Task requirements: Every record, from first to last, should be written out again exactly.

Saved entries
------------

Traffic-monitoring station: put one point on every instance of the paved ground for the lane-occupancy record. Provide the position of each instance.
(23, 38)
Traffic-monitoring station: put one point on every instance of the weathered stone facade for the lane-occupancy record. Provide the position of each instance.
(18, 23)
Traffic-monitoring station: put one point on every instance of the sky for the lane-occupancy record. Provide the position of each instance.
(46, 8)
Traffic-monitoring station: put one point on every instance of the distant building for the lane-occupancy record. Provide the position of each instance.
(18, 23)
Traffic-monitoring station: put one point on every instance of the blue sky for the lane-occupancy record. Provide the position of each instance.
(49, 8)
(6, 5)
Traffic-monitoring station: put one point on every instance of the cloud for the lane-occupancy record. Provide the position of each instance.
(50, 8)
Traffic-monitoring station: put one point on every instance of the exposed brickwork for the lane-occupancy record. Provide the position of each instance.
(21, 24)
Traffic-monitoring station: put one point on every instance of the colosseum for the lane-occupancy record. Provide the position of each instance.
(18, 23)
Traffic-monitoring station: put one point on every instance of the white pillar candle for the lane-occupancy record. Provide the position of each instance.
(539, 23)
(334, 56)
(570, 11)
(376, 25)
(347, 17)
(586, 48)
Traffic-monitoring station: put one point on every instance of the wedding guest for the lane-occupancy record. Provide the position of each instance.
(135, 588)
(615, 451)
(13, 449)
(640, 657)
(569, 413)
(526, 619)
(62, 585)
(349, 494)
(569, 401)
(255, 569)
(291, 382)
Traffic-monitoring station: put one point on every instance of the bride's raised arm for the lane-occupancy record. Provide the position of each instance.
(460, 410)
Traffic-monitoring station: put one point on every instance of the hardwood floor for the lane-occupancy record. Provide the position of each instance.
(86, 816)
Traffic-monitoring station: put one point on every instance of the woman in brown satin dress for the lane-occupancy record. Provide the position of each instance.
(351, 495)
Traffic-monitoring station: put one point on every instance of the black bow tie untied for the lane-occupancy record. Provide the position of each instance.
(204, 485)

------------

Answer space:
Traffic-monitoring station: put one point on every instance of the paved ground for the lane-occupancy record. Provide the position of each instance.
(23, 38)
Traffic-monitoring station: put one point on every instance of the weathered stone facade for the lane-occupancy record. Provide the position of each instance.
(18, 23)
Traffic-monitoring station: put one point on every instance of the sky for the lane-occupancy record. Provide the position of each instance.
(46, 8)
Traffic-monitoring station: put one point on every instance of the distant building for the lane-occupancy record. Provide the position of each instance.
(18, 23)
Traffic-monitoring station: put one point on every instance of the blue sky for the lane-occupancy record. Provide the position of each instance.
(49, 8)
(6, 5)
Traffic-monitoring station: put one point on every instance of the cloud for the lane-occupancy record. Provide the position of each instance.
(50, 8)
Traffic-monitoring station: put one point on every instance of the exposed brickwork for the lane-occupancy record. Provide the position of each instance.
(21, 24)
Traffic-monitoring station: put one point on every instance of the colosseum for the lane-occupancy record. Provide the position of each instance.
(18, 23)
Traffic-monitoring station: put one point on every instance of the white pillar candle for the lane-occupancy record. Provide the position of each instance.
(539, 23)
(334, 56)
(570, 11)
(376, 25)
(347, 17)
(586, 48)
Traffic-monitoring station: put one point on every instance of the wedding guest for the lane-occupancy record. Provide the position of each instance.
(135, 588)
(615, 451)
(13, 449)
(640, 657)
(569, 413)
(526, 619)
(62, 585)
(349, 494)
(569, 401)
(255, 569)
(291, 382)
Traffic-monitoring station: put one point on every instance of the bride's raised arm for the lane-occupancy record. Provide the position of each instance.
(460, 410)
Traffic-monitoring station: put one point on every instance of the hardwood floor for the lane-occupancy record. Provide the position of each instance.
(86, 816)
Traffic-monitoring station: put one point on every instance of the woman in brown satin dress for the lane-occupancy record. Provide the position of each instance.
(351, 495)
Traffic-monitoring station: put one point on every instance of the black bow tie untied for the lane-occupancy record. Provide the position of each instance.
(204, 485)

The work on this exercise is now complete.